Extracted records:
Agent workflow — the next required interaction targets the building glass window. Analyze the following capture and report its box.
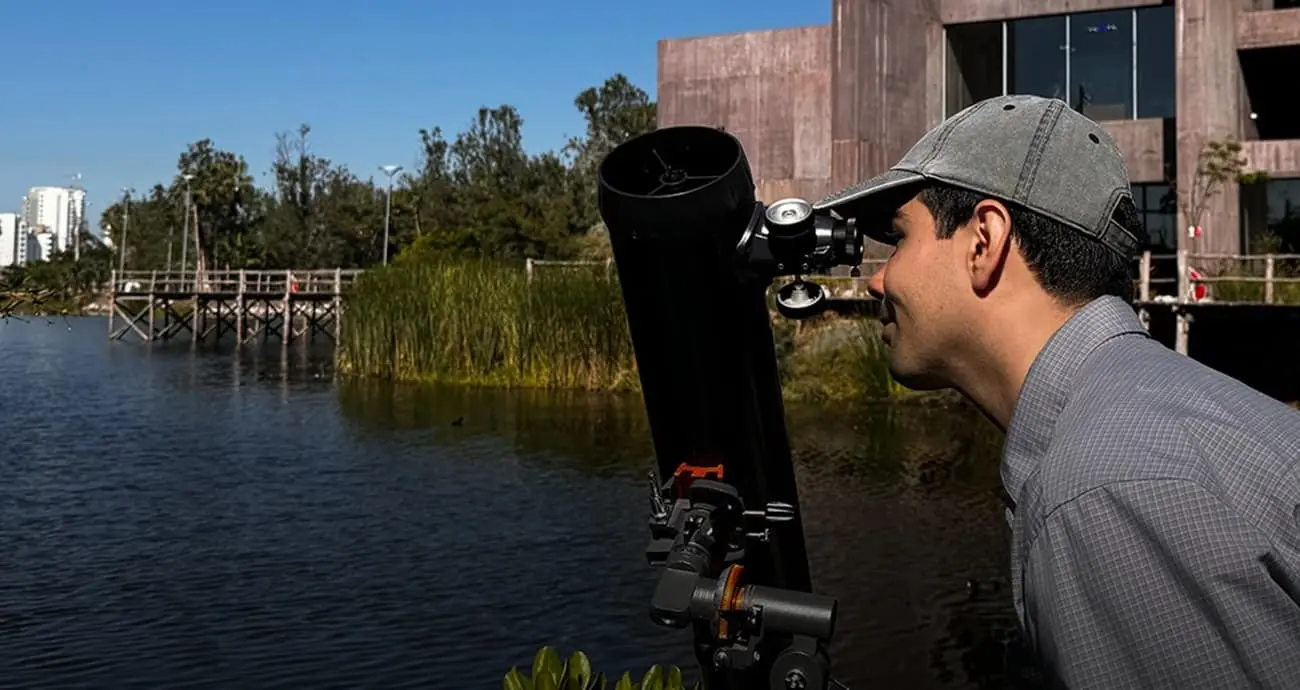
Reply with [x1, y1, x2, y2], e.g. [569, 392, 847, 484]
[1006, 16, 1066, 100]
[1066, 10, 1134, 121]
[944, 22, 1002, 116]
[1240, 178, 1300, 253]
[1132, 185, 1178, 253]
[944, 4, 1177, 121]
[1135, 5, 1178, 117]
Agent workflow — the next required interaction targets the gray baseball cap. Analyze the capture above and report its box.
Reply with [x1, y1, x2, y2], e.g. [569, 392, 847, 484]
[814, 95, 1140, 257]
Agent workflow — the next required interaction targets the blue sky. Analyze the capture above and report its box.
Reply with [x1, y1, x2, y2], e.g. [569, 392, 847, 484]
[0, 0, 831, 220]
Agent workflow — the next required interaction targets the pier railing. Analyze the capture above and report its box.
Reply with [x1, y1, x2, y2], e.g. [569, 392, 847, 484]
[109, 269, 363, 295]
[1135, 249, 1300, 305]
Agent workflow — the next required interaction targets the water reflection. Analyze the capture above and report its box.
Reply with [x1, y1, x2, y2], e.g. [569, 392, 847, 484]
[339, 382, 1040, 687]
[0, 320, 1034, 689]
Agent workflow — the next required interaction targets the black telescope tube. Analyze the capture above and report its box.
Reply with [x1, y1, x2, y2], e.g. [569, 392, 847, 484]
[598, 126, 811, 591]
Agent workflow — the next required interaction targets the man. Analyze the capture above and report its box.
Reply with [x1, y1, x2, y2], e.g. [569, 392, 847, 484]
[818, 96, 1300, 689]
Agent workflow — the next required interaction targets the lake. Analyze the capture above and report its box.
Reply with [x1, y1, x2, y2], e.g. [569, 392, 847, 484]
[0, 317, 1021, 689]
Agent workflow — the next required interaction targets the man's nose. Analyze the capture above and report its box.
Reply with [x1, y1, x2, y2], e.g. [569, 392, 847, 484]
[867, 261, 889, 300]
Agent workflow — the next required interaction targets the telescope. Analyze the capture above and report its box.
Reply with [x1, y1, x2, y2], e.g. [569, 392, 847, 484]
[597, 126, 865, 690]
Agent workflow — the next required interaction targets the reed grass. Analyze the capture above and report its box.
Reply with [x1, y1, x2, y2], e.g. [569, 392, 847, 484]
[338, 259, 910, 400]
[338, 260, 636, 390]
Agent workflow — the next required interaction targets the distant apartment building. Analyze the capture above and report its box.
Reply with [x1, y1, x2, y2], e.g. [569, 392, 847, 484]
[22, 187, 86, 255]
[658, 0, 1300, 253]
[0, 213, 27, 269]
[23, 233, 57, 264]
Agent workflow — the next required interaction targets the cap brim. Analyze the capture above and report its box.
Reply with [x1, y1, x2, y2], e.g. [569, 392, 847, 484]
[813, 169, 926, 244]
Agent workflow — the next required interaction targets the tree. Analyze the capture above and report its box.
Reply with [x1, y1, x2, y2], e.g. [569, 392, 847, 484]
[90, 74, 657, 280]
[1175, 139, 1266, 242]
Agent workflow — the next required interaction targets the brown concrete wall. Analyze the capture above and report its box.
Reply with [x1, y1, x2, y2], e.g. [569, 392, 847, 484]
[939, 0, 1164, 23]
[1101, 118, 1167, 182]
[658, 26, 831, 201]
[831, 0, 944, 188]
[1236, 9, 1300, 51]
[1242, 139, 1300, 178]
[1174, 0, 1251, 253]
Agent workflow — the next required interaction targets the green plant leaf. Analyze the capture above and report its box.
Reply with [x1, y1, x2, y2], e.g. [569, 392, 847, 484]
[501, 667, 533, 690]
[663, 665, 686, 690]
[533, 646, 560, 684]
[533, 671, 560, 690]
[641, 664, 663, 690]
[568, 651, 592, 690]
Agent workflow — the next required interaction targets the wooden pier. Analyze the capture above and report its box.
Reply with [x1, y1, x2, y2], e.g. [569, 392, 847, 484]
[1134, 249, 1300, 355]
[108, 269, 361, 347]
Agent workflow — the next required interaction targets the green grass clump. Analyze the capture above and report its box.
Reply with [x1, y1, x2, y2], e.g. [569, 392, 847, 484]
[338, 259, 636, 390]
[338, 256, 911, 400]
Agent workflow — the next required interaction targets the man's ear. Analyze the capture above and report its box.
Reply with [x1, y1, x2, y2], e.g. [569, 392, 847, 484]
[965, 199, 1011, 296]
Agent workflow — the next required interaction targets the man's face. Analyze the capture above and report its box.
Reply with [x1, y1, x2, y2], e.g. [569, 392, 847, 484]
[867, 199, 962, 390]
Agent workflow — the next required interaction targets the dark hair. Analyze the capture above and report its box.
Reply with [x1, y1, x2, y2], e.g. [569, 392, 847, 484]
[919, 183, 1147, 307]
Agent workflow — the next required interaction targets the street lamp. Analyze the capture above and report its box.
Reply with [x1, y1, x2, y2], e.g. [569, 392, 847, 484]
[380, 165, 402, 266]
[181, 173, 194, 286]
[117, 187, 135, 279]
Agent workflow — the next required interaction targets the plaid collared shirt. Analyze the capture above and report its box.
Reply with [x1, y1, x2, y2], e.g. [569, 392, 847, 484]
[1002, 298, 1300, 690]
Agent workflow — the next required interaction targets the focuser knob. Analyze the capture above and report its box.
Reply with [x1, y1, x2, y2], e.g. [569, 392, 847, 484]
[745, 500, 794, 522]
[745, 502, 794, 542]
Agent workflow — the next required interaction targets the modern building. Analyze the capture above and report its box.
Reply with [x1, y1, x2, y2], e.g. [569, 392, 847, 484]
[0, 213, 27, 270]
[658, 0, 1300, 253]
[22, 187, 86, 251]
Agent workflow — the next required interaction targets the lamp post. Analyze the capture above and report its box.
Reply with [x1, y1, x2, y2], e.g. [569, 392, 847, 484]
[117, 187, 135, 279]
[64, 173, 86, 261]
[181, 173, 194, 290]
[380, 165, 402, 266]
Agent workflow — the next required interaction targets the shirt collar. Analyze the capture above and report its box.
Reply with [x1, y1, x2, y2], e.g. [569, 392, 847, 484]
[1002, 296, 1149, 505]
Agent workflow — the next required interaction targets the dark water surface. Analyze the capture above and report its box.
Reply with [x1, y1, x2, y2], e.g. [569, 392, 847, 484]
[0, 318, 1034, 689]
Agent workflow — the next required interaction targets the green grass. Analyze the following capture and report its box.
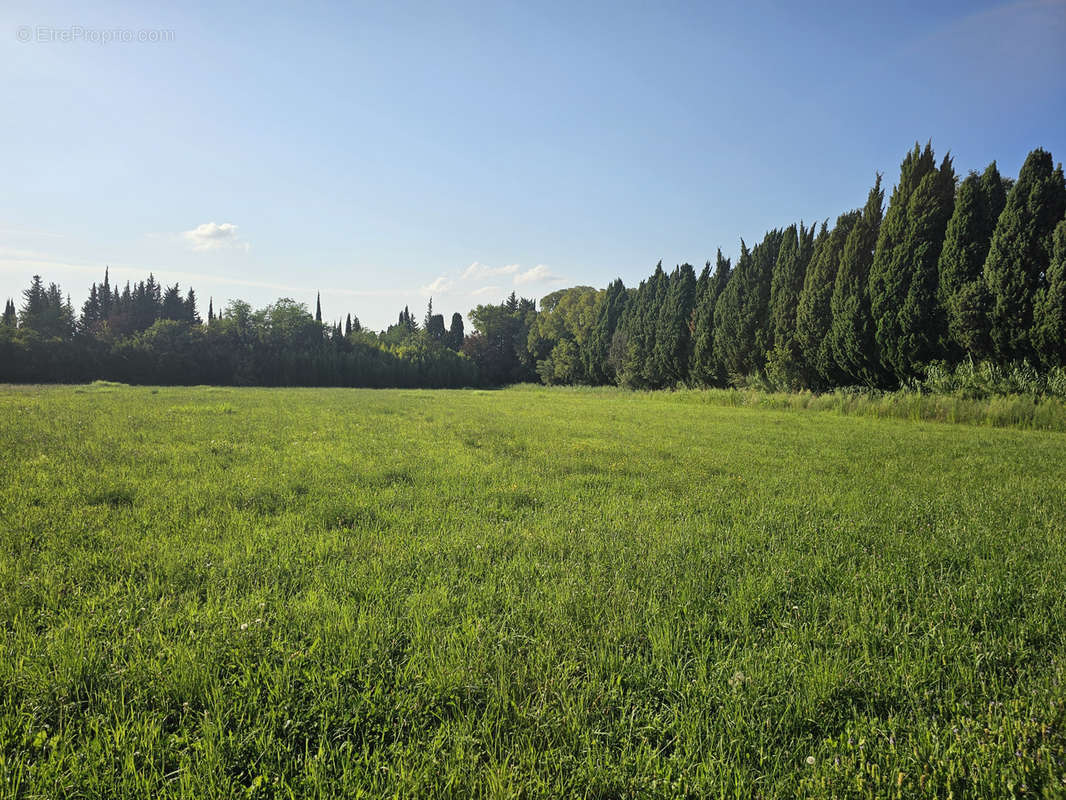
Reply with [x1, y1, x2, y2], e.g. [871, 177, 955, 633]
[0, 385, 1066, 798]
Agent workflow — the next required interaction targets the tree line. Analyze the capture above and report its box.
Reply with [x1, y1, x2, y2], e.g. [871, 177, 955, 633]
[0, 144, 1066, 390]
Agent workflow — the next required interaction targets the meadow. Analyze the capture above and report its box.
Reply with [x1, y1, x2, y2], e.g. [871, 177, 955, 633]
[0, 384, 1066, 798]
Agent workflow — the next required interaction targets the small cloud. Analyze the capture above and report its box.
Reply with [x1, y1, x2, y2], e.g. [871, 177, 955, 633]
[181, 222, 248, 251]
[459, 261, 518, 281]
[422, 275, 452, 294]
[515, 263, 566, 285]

**Your objective**
Update the lines from the line with "Agent workflow — the next required interaction targets the pier" up to and including the line with "[818, 96, 1300, 689]" by replacing "capture" with "image" everywhere and changing nothing else. Return only those lines.

**Finished task**
Agent workflow — the next required interaction targets the pier railing. Analyze the image above and report its box.
Reply with [x1, y1, x2, y2], e.g. [569, 392, 847, 484]
[109, 269, 363, 295]
[1135, 249, 1300, 305]
Agent workflow — the next required interaction targets the water reflection. Analyze the image above and report its box.
Reply with [x1, y1, x2, y2], e.g. [569, 392, 847, 484]
[339, 382, 1040, 687]
[0, 320, 1034, 689]
Agent workflow — the next required interaction targets the black telescope tube. Analyze the image above and report its box.
Reply with [x1, y1, x2, y2], e.g. [569, 392, 847, 484]
[598, 126, 811, 591]
Agent workflow — the next required interaction targets the man. Analyze the image above and report its box.
Reply with [x1, y1, x2, y2], e.g. [569, 392, 847, 484]
[818, 96, 1300, 689]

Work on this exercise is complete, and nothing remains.